- Instructions for the task
Every entry needs to be reproduced exactly.

____________________

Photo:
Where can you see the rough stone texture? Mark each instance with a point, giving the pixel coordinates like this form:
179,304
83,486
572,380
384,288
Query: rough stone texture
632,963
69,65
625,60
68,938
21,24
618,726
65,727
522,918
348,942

____________________

- Expected output
Photo:
Where can you see the rough stone texture? Mark each instance with a point, giving the pixel coordinates like this form:
179,304
83,486
572,380
384,288
Query: rough stone texture
632,963
69,65
625,60
68,938
21,24
618,726
65,727
522,918
348,942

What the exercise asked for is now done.